>>
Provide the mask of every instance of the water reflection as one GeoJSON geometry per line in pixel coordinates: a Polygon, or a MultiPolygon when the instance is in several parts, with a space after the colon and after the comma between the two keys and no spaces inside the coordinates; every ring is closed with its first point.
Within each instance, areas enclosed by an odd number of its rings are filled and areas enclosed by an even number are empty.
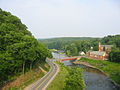
{"type": "MultiPolygon", "coordinates": [[[[55,55],[59,54],[54,54],[55,55]]],[[[63,58],[63,56],[57,56],[57,58],[63,58]]],[[[89,68],[84,65],[76,65],[72,63],[73,61],[64,61],[64,65],[72,67],[80,67],[84,69],[83,79],[86,84],[85,90],[119,90],[102,72],[97,69],[89,68]]]]}

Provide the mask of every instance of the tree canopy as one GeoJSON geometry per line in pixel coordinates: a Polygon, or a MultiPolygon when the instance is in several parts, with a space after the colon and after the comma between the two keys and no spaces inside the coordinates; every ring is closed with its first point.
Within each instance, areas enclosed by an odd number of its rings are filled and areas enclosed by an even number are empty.
{"type": "Polygon", "coordinates": [[[0,84],[49,56],[18,17],[0,9],[0,84]]]}

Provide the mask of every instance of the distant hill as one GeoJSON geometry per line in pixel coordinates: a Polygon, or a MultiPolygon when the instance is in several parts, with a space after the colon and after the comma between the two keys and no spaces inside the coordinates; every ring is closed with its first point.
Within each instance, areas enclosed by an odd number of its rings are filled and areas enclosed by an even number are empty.
{"type": "Polygon", "coordinates": [[[47,38],[47,39],[38,39],[40,41],[75,41],[75,40],[95,40],[100,38],[93,38],[93,37],[58,37],[58,38],[47,38]]]}

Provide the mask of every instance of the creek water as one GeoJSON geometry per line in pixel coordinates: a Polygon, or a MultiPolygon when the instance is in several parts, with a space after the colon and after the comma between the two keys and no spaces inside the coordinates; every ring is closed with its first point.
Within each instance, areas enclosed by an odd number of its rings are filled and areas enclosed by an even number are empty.
{"type": "MultiPolygon", "coordinates": [[[[54,54],[54,58],[64,58],[65,55],[54,54]],[[61,57],[60,57],[61,56],[61,57]]],[[[74,60],[73,60],[74,61],[74,60]]],[[[83,79],[85,81],[85,90],[120,90],[114,83],[101,71],[87,67],[85,65],[73,64],[73,61],[64,61],[65,66],[83,68],[83,79]]]]}

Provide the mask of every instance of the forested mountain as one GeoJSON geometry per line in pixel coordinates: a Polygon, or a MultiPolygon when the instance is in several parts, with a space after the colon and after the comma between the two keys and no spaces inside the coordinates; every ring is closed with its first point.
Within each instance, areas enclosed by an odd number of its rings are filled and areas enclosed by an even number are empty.
{"type": "Polygon", "coordinates": [[[108,35],[103,38],[77,37],[77,38],[53,38],[40,40],[50,49],[62,49],[68,56],[79,55],[79,52],[88,50],[98,50],[98,44],[114,45],[114,48],[120,49],[120,35],[108,35]]]}
{"type": "Polygon", "coordinates": [[[49,56],[18,17],[0,9],[0,85],[49,56]]]}
{"type": "Polygon", "coordinates": [[[65,45],[73,42],[89,42],[91,40],[100,40],[100,38],[92,37],[61,37],[61,38],[51,38],[51,39],[38,39],[43,42],[49,49],[64,49],[65,45]]]}

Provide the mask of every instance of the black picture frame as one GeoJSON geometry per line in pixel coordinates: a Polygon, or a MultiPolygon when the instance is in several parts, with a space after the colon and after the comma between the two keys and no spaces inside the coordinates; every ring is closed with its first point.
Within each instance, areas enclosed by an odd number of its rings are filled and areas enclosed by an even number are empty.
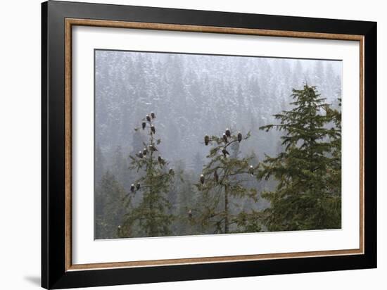
{"type": "Polygon", "coordinates": [[[63,289],[376,267],[376,23],[49,1],[42,4],[42,286],[63,289]],[[65,20],[364,36],[364,254],[68,271],[65,20]]]}

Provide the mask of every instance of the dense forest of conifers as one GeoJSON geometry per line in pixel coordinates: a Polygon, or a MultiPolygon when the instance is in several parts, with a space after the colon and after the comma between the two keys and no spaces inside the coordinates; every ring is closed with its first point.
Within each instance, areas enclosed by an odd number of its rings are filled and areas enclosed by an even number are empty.
{"type": "Polygon", "coordinates": [[[341,68],[96,51],[96,239],[341,227],[341,68]]]}

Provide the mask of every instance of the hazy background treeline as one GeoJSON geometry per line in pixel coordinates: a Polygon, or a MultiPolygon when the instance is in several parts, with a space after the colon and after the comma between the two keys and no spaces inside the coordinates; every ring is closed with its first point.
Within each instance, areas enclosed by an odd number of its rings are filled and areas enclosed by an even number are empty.
{"type": "MultiPolygon", "coordinates": [[[[292,88],[317,86],[334,107],[341,93],[340,61],[110,51],[96,51],[95,60],[96,239],[116,237],[125,212],[122,198],[139,175],[129,169],[129,156],[144,148],[144,136],[134,128],[151,111],[163,140],[158,148],[179,177],[167,195],[179,217],[173,235],[205,234],[184,219],[196,202],[193,184],[209,153],[203,137],[221,136],[227,127],[250,132],[234,154],[253,155],[258,164],[265,154],[282,150],[281,133],[258,127],[290,108],[292,88]]],[[[274,185],[249,182],[258,191],[274,185]]],[[[260,198],[243,206],[260,210],[268,203],[260,198]]]]}

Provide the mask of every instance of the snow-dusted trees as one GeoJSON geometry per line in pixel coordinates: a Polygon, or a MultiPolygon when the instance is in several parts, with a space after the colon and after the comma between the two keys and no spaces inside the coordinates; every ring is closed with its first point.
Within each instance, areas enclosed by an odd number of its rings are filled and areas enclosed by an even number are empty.
{"type": "Polygon", "coordinates": [[[167,169],[168,162],[162,157],[157,146],[161,139],[156,138],[156,115],[146,115],[137,131],[146,132],[148,139],[144,149],[130,156],[130,168],[137,170],[138,178],[130,186],[125,199],[127,211],[118,229],[120,237],[159,237],[171,234],[173,215],[167,194],[175,175],[173,169],[167,169]],[[139,195],[137,202],[134,196],[139,195]]]}
{"type": "Polygon", "coordinates": [[[212,146],[196,184],[200,193],[198,203],[189,213],[189,218],[205,232],[238,232],[250,220],[234,203],[236,199],[246,198],[256,202],[258,198],[256,189],[245,186],[253,178],[256,170],[250,163],[252,157],[239,158],[237,154],[239,143],[249,137],[250,133],[243,137],[241,132],[234,133],[229,129],[221,137],[204,137],[205,145],[212,146]]]}

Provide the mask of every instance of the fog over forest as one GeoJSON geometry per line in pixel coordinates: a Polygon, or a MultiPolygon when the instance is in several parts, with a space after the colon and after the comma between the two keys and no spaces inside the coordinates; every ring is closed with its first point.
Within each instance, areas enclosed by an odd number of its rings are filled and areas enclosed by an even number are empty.
{"type": "MultiPolygon", "coordinates": [[[[158,149],[168,168],[184,170],[194,182],[210,149],[203,144],[206,134],[221,137],[226,128],[243,136],[250,132],[238,154],[253,153],[257,163],[277,154],[281,133],[259,127],[278,122],[272,115],[291,108],[292,89],[305,84],[316,86],[337,108],[341,72],[338,61],[96,50],[96,190],[109,172],[129,191],[137,173],[128,169],[129,156],[143,149],[141,120],[151,111],[162,140],[158,149]]],[[[270,187],[260,182],[260,188],[270,187]]],[[[258,208],[267,206],[261,203],[258,208]]]]}

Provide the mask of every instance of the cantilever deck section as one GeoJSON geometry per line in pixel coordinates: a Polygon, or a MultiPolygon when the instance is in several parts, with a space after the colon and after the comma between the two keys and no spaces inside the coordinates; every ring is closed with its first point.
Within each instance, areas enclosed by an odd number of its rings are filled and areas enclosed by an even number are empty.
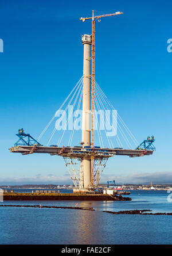
{"type": "MultiPolygon", "coordinates": [[[[92,149],[72,147],[44,147],[38,146],[18,146],[9,148],[10,152],[21,153],[27,155],[32,153],[45,153],[52,155],[60,155],[64,157],[72,157],[73,158],[83,158],[84,156],[91,157],[92,149]]],[[[143,156],[152,155],[153,150],[131,150],[123,148],[94,148],[95,158],[99,159],[109,158],[115,155],[128,155],[130,157],[143,156]]]]}

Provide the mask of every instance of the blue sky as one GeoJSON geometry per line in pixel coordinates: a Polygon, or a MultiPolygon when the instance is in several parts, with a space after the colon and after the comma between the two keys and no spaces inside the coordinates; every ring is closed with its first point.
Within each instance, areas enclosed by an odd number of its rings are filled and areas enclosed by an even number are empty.
{"type": "Polygon", "coordinates": [[[81,37],[91,23],[79,18],[92,9],[124,12],[96,24],[96,80],[137,140],[154,135],[157,148],[110,159],[101,181],[172,182],[172,3],[0,1],[0,184],[72,183],[60,157],[8,148],[19,128],[37,137],[81,77],[81,37]]]}

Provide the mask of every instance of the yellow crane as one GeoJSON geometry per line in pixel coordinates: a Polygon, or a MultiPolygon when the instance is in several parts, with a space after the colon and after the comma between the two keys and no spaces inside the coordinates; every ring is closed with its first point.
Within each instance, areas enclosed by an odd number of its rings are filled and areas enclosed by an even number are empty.
{"type": "Polygon", "coordinates": [[[97,15],[95,16],[94,10],[92,10],[92,17],[89,18],[80,18],[80,20],[85,22],[86,20],[92,20],[92,74],[91,74],[91,146],[92,155],[91,157],[91,184],[94,185],[94,112],[95,112],[95,20],[100,21],[100,18],[104,17],[114,16],[123,14],[121,12],[109,14],[97,15]]]}

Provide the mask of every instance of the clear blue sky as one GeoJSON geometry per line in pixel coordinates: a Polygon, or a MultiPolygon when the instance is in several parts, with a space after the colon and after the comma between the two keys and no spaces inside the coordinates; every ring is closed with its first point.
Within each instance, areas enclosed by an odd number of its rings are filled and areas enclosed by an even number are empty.
{"type": "Polygon", "coordinates": [[[121,11],[96,24],[96,79],[153,156],[115,157],[102,181],[172,182],[172,3],[169,1],[0,1],[0,184],[72,183],[63,159],[8,148],[19,128],[37,137],[82,75],[80,17],[121,11]]]}

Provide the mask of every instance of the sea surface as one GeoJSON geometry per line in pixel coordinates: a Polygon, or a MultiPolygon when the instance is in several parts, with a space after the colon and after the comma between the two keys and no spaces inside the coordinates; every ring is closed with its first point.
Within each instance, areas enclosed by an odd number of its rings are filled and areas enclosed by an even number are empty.
{"type": "Polygon", "coordinates": [[[0,204],[75,207],[78,203],[79,207],[93,207],[95,211],[0,207],[0,244],[172,244],[172,216],[103,212],[150,209],[153,213],[172,212],[170,194],[166,191],[131,190],[126,196],[132,198],[131,201],[5,201],[0,204]]]}

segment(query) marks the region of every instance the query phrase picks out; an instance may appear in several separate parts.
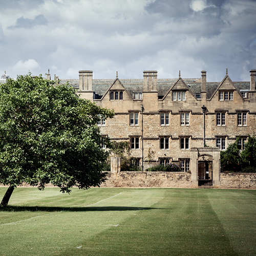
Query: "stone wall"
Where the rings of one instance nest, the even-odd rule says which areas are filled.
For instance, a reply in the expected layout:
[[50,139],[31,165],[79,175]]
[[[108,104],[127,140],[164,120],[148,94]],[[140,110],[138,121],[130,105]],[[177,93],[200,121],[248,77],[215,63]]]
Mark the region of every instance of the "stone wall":
[[256,173],[221,173],[222,188],[256,189]]
[[183,172],[109,173],[101,187],[191,187],[190,174]]
[[[256,174],[221,173],[220,180],[221,188],[256,189]],[[109,173],[100,187],[191,188],[190,180],[188,173],[121,172]]]

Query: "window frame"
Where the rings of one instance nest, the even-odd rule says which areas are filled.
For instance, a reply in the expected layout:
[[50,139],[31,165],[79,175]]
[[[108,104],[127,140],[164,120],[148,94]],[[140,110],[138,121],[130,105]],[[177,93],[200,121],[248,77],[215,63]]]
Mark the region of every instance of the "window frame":
[[216,113],[216,125],[219,126],[226,126],[226,112]]
[[190,170],[189,158],[179,158],[179,163],[180,169],[182,172],[187,172]]
[[219,100],[221,101],[227,101],[233,100],[233,91],[219,91]]
[[247,139],[247,137],[240,136],[240,139],[238,141],[237,144],[238,148],[239,150],[244,150],[245,148],[245,143],[246,143]]
[[[133,117],[132,116],[133,116]],[[137,116],[137,118],[136,118]],[[139,112],[130,112],[129,113],[130,125],[133,126],[139,125]]]
[[185,101],[186,91],[173,91],[172,99],[174,101]]
[[237,113],[237,126],[246,126],[247,125],[247,113],[239,111]]
[[131,150],[139,150],[140,148],[139,137],[131,136],[130,137],[130,144]]
[[106,120],[105,117],[102,116],[101,115],[98,115],[98,117],[100,118],[100,120],[97,122],[97,125],[99,126],[105,126]]
[[180,114],[180,125],[188,126],[189,125],[189,113],[182,112]]
[[160,150],[169,150],[169,137],[160,137],[159,138],[159,148]]
[[123,93],[122,91],[110,91],[110,100],[123,100]]
[[160,157],[158,159],[159,164],[163,164],[164,165],[169,164],[170,160],[171,158],[170,157]]
[[182,150],[187,150],[189,149],[189,137],[180,137],[180,149]]
[[169,113],[168,112],[160,112],[160,125],[168,126],[169,125]]
[[226,137],[216,137],[216,146],[221,150],[225,150],[227,148],[226,143]]

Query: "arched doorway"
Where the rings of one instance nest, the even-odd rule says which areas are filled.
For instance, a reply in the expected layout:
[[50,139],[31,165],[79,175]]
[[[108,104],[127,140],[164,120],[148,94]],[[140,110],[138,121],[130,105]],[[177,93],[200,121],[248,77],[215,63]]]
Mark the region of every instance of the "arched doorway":
[[204,155],[198,158],[198,186],[212,186],[212,157]]

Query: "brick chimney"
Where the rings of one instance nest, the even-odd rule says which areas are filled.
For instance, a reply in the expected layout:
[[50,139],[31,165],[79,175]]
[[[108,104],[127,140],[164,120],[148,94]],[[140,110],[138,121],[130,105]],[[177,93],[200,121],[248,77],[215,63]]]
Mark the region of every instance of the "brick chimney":
[[93,71],[92,70],[79,70],[79,90],[92,91]]
[[256,69],[252,69],[250,71],[250,90],[255,91],[255,78],[256,76]]
[[201,85],[201,98],[204,104],[206,100],[206,71],[202,70]]
[[143,71],[143,91],[157,91],[157,71]]

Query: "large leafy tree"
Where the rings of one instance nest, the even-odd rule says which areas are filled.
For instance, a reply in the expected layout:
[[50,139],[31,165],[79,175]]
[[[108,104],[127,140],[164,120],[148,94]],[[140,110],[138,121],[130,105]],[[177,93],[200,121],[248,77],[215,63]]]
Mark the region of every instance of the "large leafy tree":
[[0,87],[0,183],[9,187],[1,205],[24,182],[69,193],[104,182],[107,139],[96,123],[114,115],[41,76],[7,79]]

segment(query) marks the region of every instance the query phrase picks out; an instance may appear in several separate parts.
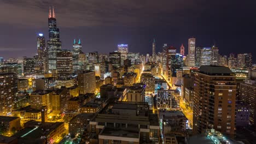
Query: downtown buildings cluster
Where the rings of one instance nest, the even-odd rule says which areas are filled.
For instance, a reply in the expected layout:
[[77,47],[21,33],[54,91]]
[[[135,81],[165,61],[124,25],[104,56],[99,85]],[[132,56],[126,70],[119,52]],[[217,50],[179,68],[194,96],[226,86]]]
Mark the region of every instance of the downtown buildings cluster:
[[63,50],[54,9],[48,30],[33,58],[1,59],[0,142],[236,143],[255,125],[251,53],[221,56],[194,38],[187,55],[156,52],[154,39],[152,55],[84,53],[80,39]]

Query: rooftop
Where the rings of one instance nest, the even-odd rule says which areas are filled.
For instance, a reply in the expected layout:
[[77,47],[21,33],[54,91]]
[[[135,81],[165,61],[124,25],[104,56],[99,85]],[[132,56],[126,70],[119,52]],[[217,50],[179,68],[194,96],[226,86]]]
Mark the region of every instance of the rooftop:
[[136,130],[119,129],[106,127],[99,135],[138,139],[139,138],[139,131]]
[[208,75],[231,75],[232,73],[226,67],[217,65],[202,65],[199,68],[199,73]]
[[9,122],[17,118],[20,118],[18,117],[0,116],[0,122]]

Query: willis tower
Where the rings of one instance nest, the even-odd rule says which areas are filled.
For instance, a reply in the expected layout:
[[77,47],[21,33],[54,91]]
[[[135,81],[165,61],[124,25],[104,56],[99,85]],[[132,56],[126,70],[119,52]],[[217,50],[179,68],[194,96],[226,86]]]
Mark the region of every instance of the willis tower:
[[54,8],[53,15],[50,7],[48,18],[49,40],[47,41],[48,49],[48,70],[54,73],[56,70],[57,53],[61,51],[61,41],[60,41],[60,30],[57,28]]

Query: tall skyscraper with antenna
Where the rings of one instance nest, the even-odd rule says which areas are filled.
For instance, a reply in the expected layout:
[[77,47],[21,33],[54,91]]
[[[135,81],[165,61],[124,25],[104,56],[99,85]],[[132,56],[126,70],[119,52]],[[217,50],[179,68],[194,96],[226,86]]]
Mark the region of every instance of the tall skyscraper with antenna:
[[48,70],[51,71],[56,69],[57,53],[61,51],[61,41],[60,41],[60,30],[57,28],[54,8],[53,14],[50,7],[48,17],[49,40],[47,41],[48,50]]
[[189,67],[195,67],[195,38],[192,38],[189,39],[188,41],[188,64]]
[[182,55],[183,56],[185,56],[185,47],[184,47],[183,44],[181,46],[181,55]]
[[153,59],[154,60],[155,58],[155,40],[154,39],[153,43],[152,43],[152,57]]

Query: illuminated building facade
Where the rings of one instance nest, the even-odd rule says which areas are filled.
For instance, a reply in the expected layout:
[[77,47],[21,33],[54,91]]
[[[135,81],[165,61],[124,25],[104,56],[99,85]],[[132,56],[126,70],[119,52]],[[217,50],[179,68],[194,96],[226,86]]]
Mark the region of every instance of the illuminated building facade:
[[75,39],[74,39],[72,50],[73,71],[74,72],[85,68],[86,58],[85,55],[82,51],[82,47],[80,39],[79,39],[78,42],[76,42]]
[[26,57],[23,59],[23,73],[25,75],[35,73],[36,62],[34,58]]
[[210,65],[212,61],[212,49],[203,47],[201,50],[201,65]]
[[201,66],[201,47],[196,47],[195,50],[195,66],[199,67]]
[[256,70],[249,70],[248,79],[240,83],[240,99],[250,106],[250,123],[256,129]]
[[185,56],[185,47],[184,47],[183,44],[181,46],[181,55]]
[[32,93],[30,95],[31,109],[40,110],[43,106],[47,106],[48,112],[51,112],[53,110],[53,92],[45,91],[35,91]]
[[128,45],[120,44],[118,45],[118,52],[120,53],[121,56],[121,66],[124,65],[124,61],[127,58],[127,54],[128,53]]
[[193,67],[195,65],[195,50],[196,39],[192,38],[188,40],[188,64],[189,67]]
[[242,53],[237,55],[237,68],[252,68],[252,53]]
[[69,77],[73,72],[72,53],[68,50],[57,52],[57,74],[59,77]]
[[121,65],[121,53],[109,52],[109,63],[112,64],[114,69],[119,68]]
[[196,72],[193,134],[214,128],[235,136],[235,79],[229,68],[225,67],[202,65]]
[[45,38],[42,33],[37,37],[37,55],[36,56],[35,70],[37,74],[43,74],[47,71],[47,49],[45,46]]
[[80,94],[94,93],[96,89],[95,71],[83,71],[78,74],[78,87]]
[[0,73],[0,115],[11,115],[17,91],[16,74]]
[[49,40],[47,41],[48,50],[48,69],[55,70],[57,65],[57,53],[61,51],[61,41],[60,41],[60,29],[57,28],[55,13],[53,9],[51,15],[50,9],[48,17]]
[[152,57],[153,61],[155,61],[155,57],[156,56],[156,53],[155,52],[155,40],[154,39],[153,43],[152,43]]
[[219,65],[219,49],[215,46],[212,47],[212,60],[211,64]]

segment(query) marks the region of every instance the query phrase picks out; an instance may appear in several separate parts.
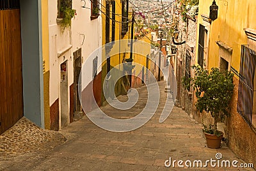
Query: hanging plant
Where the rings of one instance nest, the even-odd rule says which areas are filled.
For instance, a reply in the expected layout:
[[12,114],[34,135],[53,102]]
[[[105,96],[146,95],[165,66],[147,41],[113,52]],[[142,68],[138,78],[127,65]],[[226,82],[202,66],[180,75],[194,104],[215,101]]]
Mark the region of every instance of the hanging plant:
[[63,17],[61,21],[63,30],[69,29],[71,27],[71,19],[76,15],[76,10],[71,8],[61,8],[61,12],[63,13]]
[[187,22],[188,16],[195,17],[198,12],[198,0],[177,0],[177,8],[180,13],[182,20]]

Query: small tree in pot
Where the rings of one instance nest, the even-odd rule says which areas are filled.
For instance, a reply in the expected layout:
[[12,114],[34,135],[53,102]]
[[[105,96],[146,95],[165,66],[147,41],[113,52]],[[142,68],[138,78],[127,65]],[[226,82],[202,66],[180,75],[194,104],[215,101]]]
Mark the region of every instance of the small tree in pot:
[[[204,110],[209,112],[214,120],[214,125],[210,125],[209,129],[205,126],[203,130],[207,138],[207,146],[219,148],[223,133],[218,131],[217,123],[229,115],[228,105],[234,87],[234,74],[228,71],[221,71],[216,68],[212,68],[210,72],[198,66],[192,68],[195,70],[193,84],[197,98],[196,107],[200,112]],[[209,144],[207,134],[218,137],[213,138],[216,142],[218,142],[216,146]],[[216,138],[218,140],[216,141]]]

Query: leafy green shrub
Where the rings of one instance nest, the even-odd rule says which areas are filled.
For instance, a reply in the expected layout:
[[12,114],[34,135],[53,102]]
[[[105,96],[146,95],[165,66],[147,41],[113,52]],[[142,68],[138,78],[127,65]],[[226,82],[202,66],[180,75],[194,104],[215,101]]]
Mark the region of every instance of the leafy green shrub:
[[234,87],[234,74],[228,71],[221,71],[216,68],[212,68],[210,72],[199,66],[192,68],[195,70],[193,84],[197,98],[196,107],[200,112],[205,110],[211,113],[214,119],[213,133],[218,135],[218,121],[229,115],[228,105]]

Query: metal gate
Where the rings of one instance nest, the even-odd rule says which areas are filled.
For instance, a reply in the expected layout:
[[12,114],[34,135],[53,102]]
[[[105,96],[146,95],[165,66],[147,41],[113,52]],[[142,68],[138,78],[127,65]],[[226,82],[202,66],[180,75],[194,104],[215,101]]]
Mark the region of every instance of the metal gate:
[[242,45],[237,112],[250,126],[253,105],[253,80],[255,66],[256,52]]
[[23,116],[19,0],[0,1],[0,134]]

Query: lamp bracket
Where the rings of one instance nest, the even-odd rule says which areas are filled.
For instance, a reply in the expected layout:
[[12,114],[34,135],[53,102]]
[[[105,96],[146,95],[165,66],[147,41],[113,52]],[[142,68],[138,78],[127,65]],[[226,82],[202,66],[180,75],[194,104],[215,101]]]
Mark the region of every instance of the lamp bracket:
[[219,0],[219,1],[224,1],[224,2],[225,2],[225,3],[224,3],[224,5],[225,5],[225,6],[228,6],[228,1],[227,1],[227,0]]

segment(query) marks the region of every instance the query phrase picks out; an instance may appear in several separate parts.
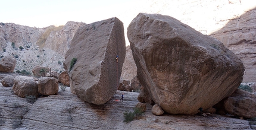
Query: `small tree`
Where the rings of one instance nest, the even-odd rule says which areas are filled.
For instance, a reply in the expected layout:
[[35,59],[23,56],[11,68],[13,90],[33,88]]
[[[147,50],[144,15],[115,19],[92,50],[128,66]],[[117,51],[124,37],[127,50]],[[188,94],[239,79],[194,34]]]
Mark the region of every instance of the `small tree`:
[[20,48],[20,50],[22,50],[24,49],[22,46],[18,47],[18,48]]
[[76,63],[76,61],[77,59],[76,58],[73,58],[72,60],[70,62],[70,68],[69,69],[70,71],[72,69],[73,66],[74,66],[74,65]]
[[45,71],[46,71],[46,69],[42,68],[41,69],[40,69],[39,72],[40,73],[43,73],[43,77],[45,77]]

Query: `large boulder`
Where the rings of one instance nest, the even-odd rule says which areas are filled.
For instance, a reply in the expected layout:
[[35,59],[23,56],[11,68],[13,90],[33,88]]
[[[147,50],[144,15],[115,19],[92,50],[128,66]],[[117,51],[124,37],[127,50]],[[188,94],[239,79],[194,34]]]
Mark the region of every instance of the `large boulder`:
[[50,72],[50,68],[40,66],[36,66],[32,70],[33,74],[36,77],[46,77],[49,72]]
[[224,101],[224,107],[229,114],[246,118],[255,118],[256,95],[238,88]]
[[119,86],[117,90],[120,91],[132,91],[130,83],[130,80],[123,80],[120,81]]
[[145,88],[144,88],[143,86],[141,87],[139,94],[138,96],[137,99],[141,103],[148,103],[151,104],[155,104],[155,102],[154,102],[151,96],[149,95],[149,93]]
[[14,78],[13,90],[21,97],[27,96],[38,97],[38,87],[33,77],[17,76]]
[[14,77],[8,75],[2,79],[2,80],[1,80],[1,83],[3,86],[12,87],[14,83]]
[[140,13],[127,36],[139,81],[169,113],[210,108],[242,81],[244,66],[233,52],[171,17]]
[[117,90],[125,54],[123,25],[117,18],[80,26],[63,64],[71,93],[89,103],[106,103]]
[[0,72],[13,72],[16,59],[11,55],[5,56],[0,61]]
[[141,88],[141,84],[138,80],[137,76],[133,77],[130,83],[130,87],[134,91],[139,91]]
[[42,95],[54,95],[59,91],[58,80],[54,77],[42,77],[38,80],[38,92]]
[[65,71],[60,74],[58,79],[58,81],[63,84],[64,85],[70,86],[69,76],[67,71]]

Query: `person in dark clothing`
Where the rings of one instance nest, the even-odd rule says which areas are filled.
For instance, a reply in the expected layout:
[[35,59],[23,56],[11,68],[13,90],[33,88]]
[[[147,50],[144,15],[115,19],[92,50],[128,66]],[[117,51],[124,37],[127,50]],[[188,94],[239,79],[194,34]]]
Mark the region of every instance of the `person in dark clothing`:
[[120,102],[122,101],[122,102],[124,102],[124,94],[122,94],[122,96],[121,96]]

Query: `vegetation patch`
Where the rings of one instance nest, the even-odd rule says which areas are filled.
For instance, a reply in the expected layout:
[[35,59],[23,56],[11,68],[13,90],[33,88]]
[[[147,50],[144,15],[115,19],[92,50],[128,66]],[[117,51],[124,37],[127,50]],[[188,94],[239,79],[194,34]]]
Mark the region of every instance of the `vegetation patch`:
[[67,87],[65,87],[65,86],[61,86],[61,91],[65,91],[66,88],[67,88]]
[[128,123],[134,120],[135,118],[138,119],[138,117],[144,114],[141,109],[139,107],[135,107],[133,109],[133,112],[129,112],[126,110],[124,113],[124,122]]
[[23,49],[24,49],[23,47],[22,46],[18,47],[18,48],[20,48],[20,50],[22,50]]
[[11,46],[13,46],[13,48],[15,48],[15,43],[12,42],[11,43]]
<<
◆ REQUIRED WORK
Gather every line of the entries that contains the string "patch". Treat uppercase and lowercase as different.

◆ COMPLETE OUTPUT
Query: `vegetation patch`
Mark the region of every instance of the `vegetation patch`:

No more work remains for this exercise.